What the task asks: Extract the rows below that run from the line containing "For each <instance>" through the line containing "box: [252, 561, 378, 692]", both ends included, and repeat them without changes.

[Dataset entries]
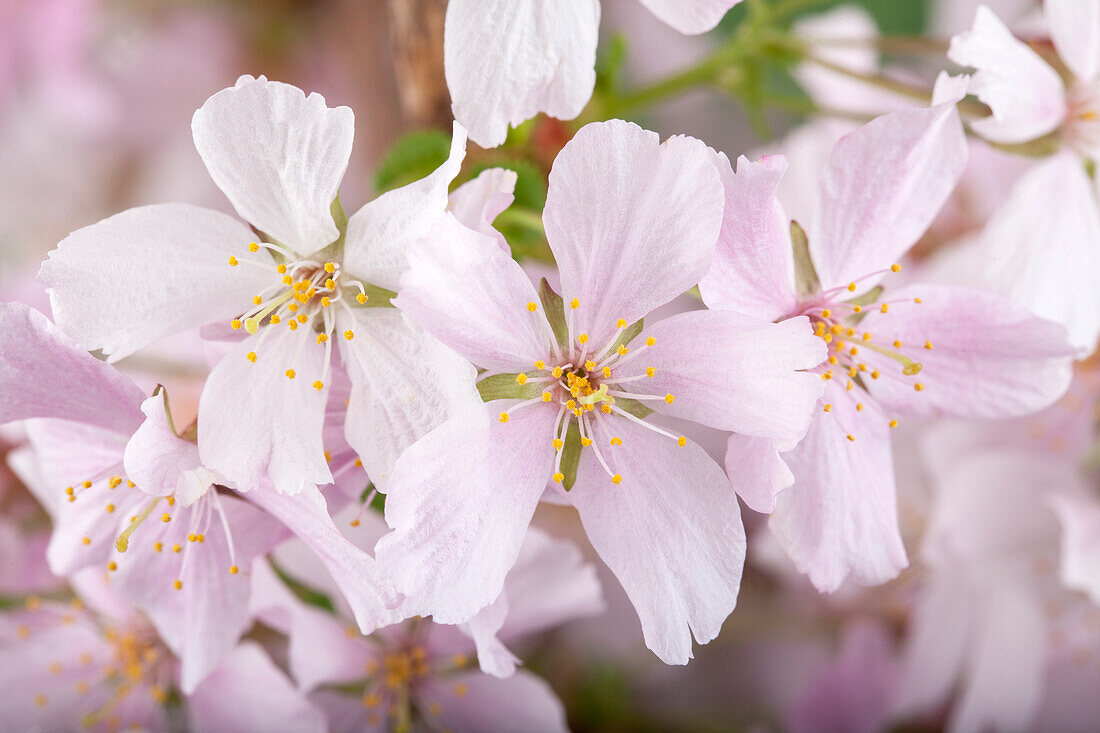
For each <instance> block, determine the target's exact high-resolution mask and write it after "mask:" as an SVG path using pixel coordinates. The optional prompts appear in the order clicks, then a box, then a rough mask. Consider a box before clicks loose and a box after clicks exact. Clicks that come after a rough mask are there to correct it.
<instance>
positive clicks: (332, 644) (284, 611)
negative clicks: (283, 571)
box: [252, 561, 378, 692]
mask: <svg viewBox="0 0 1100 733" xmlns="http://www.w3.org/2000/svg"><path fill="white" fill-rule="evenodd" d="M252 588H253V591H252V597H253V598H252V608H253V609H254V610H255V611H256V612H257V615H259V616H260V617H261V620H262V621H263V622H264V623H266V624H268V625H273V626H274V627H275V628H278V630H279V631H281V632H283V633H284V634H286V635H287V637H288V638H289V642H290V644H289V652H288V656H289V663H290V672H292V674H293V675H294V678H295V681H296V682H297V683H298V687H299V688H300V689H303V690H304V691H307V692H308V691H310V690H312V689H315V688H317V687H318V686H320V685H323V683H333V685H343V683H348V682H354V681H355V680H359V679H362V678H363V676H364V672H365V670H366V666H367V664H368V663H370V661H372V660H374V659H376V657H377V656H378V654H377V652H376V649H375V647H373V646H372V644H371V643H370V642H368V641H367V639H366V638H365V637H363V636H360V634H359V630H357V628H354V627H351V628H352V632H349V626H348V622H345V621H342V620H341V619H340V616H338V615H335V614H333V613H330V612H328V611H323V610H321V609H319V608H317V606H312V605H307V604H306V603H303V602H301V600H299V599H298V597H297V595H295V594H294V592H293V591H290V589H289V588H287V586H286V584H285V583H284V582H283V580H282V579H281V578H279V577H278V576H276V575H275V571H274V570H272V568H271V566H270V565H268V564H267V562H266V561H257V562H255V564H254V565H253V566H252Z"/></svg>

* * *

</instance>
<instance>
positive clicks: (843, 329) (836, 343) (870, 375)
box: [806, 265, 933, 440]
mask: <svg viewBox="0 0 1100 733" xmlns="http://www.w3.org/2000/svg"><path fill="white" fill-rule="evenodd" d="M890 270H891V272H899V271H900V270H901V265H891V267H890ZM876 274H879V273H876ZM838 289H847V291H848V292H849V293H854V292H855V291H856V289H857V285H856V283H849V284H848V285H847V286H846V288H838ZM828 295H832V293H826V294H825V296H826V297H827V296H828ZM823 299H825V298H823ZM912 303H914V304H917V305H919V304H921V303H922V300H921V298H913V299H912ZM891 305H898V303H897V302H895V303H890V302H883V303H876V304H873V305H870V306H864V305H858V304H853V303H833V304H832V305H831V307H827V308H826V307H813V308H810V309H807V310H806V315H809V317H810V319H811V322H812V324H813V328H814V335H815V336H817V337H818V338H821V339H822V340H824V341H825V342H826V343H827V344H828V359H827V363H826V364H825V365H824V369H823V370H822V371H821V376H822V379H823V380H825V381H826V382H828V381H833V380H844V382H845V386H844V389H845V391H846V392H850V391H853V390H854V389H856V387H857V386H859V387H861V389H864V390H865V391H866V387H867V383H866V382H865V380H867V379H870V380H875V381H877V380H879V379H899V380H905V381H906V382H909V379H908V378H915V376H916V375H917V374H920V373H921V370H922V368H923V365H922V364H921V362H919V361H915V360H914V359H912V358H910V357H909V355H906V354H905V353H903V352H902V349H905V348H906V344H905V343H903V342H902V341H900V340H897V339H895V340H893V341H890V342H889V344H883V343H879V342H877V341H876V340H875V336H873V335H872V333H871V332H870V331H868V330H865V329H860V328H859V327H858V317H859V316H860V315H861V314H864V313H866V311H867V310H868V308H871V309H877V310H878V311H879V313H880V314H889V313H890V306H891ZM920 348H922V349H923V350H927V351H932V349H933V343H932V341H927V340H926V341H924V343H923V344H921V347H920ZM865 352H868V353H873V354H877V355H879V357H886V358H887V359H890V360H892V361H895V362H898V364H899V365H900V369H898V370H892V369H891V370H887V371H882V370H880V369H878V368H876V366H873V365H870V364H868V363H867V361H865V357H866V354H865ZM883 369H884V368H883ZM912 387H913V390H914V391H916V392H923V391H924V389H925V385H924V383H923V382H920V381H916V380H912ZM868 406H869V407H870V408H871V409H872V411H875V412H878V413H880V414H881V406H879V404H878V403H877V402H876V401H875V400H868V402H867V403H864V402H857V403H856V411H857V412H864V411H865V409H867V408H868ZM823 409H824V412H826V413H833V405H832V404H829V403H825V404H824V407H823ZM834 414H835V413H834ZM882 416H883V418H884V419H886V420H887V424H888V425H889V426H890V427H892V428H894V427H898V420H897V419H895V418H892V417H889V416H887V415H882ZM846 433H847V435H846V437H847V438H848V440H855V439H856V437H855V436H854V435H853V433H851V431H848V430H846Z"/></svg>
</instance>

Output of the exercise:
For each <instance> block, determine the target's exact high-resolution mask and write it after "mask:" as an SVG path using pixel coordinates. The optional prompts appear in the order clicks, then a box, then a rough mask. Consider a box before clicks loose and a box after clicks exact. Clicks that come after a rough mask are there to correct it.
<instance>
positive clicks: (332, 644) (284, 611)
negative clicks: (283, 571)
box: [252, 561, 378, 692]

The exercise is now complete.